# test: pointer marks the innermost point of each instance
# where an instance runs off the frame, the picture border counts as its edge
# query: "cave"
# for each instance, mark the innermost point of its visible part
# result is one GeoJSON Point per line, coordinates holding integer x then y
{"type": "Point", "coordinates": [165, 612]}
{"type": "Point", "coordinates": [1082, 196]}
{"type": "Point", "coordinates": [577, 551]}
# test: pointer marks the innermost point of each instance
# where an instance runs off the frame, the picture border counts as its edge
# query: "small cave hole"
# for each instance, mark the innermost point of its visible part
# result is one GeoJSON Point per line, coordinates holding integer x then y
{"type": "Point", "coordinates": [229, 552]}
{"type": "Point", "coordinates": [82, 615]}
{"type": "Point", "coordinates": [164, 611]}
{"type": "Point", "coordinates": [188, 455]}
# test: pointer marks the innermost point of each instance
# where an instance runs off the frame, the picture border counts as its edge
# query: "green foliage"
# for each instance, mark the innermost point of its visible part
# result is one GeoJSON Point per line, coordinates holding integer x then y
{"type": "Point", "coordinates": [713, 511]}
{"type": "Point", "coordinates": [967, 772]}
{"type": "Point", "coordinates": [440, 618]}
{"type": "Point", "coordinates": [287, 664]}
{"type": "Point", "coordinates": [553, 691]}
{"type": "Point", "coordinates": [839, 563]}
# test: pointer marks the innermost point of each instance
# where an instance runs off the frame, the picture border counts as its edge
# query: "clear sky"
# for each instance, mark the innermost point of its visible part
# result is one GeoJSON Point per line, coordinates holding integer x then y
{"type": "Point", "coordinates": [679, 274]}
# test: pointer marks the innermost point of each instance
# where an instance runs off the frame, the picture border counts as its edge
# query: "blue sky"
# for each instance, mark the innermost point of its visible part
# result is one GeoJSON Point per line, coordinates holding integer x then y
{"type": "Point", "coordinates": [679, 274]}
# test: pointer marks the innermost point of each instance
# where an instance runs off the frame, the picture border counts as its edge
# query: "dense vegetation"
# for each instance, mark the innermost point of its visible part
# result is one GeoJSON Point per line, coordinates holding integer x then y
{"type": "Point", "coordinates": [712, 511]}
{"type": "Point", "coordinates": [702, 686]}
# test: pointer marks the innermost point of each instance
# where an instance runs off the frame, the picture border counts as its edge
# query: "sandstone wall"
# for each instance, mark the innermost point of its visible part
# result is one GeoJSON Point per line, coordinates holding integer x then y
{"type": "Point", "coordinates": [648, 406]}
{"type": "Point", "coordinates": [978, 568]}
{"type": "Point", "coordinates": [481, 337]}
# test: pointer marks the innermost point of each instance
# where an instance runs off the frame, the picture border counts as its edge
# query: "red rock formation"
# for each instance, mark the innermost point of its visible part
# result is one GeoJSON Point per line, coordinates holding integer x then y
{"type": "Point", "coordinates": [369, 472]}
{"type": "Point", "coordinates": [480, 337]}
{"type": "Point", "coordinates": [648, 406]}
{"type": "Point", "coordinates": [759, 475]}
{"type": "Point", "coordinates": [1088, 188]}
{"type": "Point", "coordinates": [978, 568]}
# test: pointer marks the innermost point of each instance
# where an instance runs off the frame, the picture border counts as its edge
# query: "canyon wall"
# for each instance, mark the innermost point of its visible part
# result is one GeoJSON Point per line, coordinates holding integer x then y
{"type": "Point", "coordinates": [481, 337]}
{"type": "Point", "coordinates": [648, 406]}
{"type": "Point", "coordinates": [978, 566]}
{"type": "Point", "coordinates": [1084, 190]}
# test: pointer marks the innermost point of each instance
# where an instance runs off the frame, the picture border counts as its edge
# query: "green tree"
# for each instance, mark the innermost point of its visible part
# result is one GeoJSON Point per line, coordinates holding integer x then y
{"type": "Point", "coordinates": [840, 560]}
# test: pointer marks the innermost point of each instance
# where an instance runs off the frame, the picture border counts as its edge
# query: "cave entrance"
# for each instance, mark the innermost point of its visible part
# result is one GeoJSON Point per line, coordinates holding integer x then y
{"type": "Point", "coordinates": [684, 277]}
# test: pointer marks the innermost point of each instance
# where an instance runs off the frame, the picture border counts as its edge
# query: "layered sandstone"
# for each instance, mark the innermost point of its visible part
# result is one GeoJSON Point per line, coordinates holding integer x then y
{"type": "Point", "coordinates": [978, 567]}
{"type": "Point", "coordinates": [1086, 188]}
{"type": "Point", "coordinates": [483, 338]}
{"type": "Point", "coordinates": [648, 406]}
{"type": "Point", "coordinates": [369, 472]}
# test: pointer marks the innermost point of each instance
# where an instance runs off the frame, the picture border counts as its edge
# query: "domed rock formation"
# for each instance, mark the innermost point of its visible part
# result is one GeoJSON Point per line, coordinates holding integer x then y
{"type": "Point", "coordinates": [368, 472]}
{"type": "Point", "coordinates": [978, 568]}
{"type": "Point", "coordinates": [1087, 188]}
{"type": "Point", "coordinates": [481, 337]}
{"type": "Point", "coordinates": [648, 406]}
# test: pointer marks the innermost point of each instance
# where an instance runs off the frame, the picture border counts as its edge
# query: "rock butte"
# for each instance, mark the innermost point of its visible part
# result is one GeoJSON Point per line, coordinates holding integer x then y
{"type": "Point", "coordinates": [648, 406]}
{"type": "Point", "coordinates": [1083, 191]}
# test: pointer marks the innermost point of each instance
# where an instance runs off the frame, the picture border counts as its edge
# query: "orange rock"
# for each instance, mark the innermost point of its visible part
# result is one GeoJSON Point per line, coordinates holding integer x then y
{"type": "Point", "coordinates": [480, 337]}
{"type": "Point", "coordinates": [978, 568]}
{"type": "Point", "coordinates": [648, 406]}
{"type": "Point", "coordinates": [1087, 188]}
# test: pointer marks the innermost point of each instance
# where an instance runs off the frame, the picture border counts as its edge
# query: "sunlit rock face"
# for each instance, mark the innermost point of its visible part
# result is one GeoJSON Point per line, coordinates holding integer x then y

++++

» Task brief
Return all of the data word for word.

» Response
# test: pointer marks the innermost point of each instance
# where an instance runs off the frame, the picture border counts as its edge
# query: "cave"
# for each instance, mark the innermost point of its visible part
# result is one GeoJSON Point per line, coordinates holding integer x then y
{"type": "Point", "coordinates": [165, 612]}
{"type": "Point", "coordinates": [1082, 196]}
{"type": "Point", "coordinates": [577, 551]}
# test: pointer marks the innermost point of each instance
# where an instance runs off the frame, the picture border counts as its edge
# query: "small cave hole"
# for each instance, mark the innermost point of its visible part
# result is one GeoJSON Point per line, coordinates holding integer x then y
{"type": "Point", "coordinates": [229, 552]}
{"type": "Point", "coordinates": [82, 615]}
{"type": "Point", "coordinates": [164, 611]}
{"type": "Point", "coordinates": [188, 455]}
# test: pointer marks the innermost point of each instance
# where an instance runs off the frame, the picture border counts as its edge
# query: "green foliage"
# for each instance, mark the innermost point of its visible part
# result is one GeoJSON Point per line, coordinates holding integer x then y
{"type": "Point", "coordinates": [713, 511]}
{"type": "Point", "coordinates": [967, 772]}
{"type": "Point", "coordinates": [440, 618]}
{"type": "Point", "coordinates": [287, 664]}
{"type": "Point", "coordinates": [553, 691]}
{"type": "Point", "coordinates": [839, 563]}
# test: pointer marks the innermost point of each instance
# where an instance runs off the frame, the picture border counts as its edge
# query: "clear sky"
# for each instance, mark the innermost point of its visible part
# result is one GeoJSON Point per line, coordinates holding integer x then y
{"type": "Point", "coordinates": [679, 274]}
# test: pointer marks the innermost point of each instance
# where an instance runs off the frame, the picture border counts as its edge
# query: "blue sky"
# for each instance, mark the innermost point of its visible part
# result is one GeoJSON Point per line, coordinates holding integer x then y
{"type": "Point", "coordinates": [679, 274]}
# test: pointer marks the innermost point of each instance
# where an instance runs off the frame, the picture border counts as its edge
# query: "dense vegetation"
# for each instance, mark the innermost point of its visible part
# result is one GeoJSON Point per line, coordinates holding integer x then y
{"type": "Point", "coordinates": [712, 511]}
{"type": "Point", "coordinates": [702, 686]}
# test: pointer marks the innermost point of each instance
# where an instance runs off the frame, the picture border counts as its edge
# query: "sandstone wall"
# for each instance, mark the innermost point of its visible part
# result is one GeoJSON Point per line, coordinates holding integer x then y
{"type": "Point", "coordinates": [648, 406]}
{"type": "Point", "coordinates": [978, 568]}
{"type": "Point", "coordinates": [481, 337]}
# test: pointer marks the innermost point of each instance
# where an instance runs off the frame, the picture border counts as its edge
# query: "red rock formation"
# for each instance, mark the innermost point of its visible part
# result is one GeoJSON Point per line, coordinates holding integer x then y
{"type": "Point", "coordinates": [369, 472]}
{"type": "Point", "coordinates": [480, 337]}
{"type": "Point", "coordinates": [648, 406]}
{"type": "Point", "coordinates": [759, 475]}
{"type": "Point", "coordinates": [1088, 188]}
{"type": "Point", "coordinates": [978, 568]}
# test: pointer marks the innermost point of each instance
# where an instance runs off the frame, the picture border counts as its edge
# query: "canyon wall"
# for each instance, mark the innermost point of its visible part
# result is one GeoJSON Point per line, coordinates holding integer x then y
{"type": "Point", "coordinates": [481, 337]}
{"type": "Point", "coordinates": [648, 406]}
{"type": "Point", "coordinates": [978, 566]}
{"type": "Point", "coordinates": [1084, 190]}
# test: pointer marks the innermost point of each instance
# where an instance runs off the frame, the picture border counts as its edge
# query: "green tree"
# for each instance, mark the innermost point of its visible part
# result is one GeoJSON Point per line, coordinates holding integer x then y
{"type": "Point", "coordinates": [840, 560]}
# test: pointer marks the innermost point of each instance
# where an instance runs off the frame, the picture border counts as its edge
# query: "cave entrance"
# for each instance, mark the innermost point of its visible part
# result is one GeoJSON Point per line, coordinates holding integer x then y
{"type": "Point", "coordinates": [684, 277]}
# test: pointer marks the innermost point of each instance
# where an instance runs off the frame, the picture border counts as its edge
# query: "layered sandstone"
# for each instance, mark the innermost point of its visible part
# result is one GeoJSON Point per line, coordinates holding integer x then y
{"type": "Point", "coordinates": [978, 567]}
{"type": "Point", "coordinates": [1086, 188]}
{"type": "Point", "coordinates": [483, 338]}
{"type": "Point", "coordinates": [648, 406]}
{"type": "Point", "coordinates": [369, 472]}
# test: pointer marks the innermost point of each instance
# where an instance runs off the frame, the picture border counts as its edge
# query: "domed rock formation"
# for each instance, mark the innermost point of its visible part
# result is one GeoJSON Point per line, coordinates holding integer x then y
{"type": "Point", "coordinates": [368, 472]}
{"type": "Point", "coordinates": [978, 568]}
{"type": "Point", "coordinates": [1087, 188]}
{"type": "Point", "coordinates": [481, 337]}
{"type": "Point", "coordinates": [648, 406]}
# test: pointer marks the innermost point of each instance
# where an instance runs off the frame, the picture border counts as its edge
# query: "rock butte"
# for each instance, mark the innermost point of its visible part
# result is one GeoJSON Point per line, coordinates holding integer x then y
{"type": "Point", "coordinates": [648, 406]}
{"type": "Point", "coordinates": [1083, 191]}
# test: pointer marks the innermost point of each instance
# where an instance runs off the frame, the picture border counts as its edge
# query: "orange rock"
# for each instance, mark the innermost point of its visible part
# result is one GeoJSON Point per line, coordinates holding integer x then y
{"type": "Point", "coordinates": [480, 337]}
{"type": "Point", "coordinates": [978, 568]}
{"type": "Point", "coordinates": [648, 406]}
{"type": "Point", "coordinates": [1087, 188]}
# test: pointer marks the innermost point of each instance
# where an instance runs off the frame, the picture border counts as its edge
# query: "sunlit rock face"
# for each instance, mark the innermost point of its visible part
# result is one GeoJSON Point per line, coordinates holding integer x then y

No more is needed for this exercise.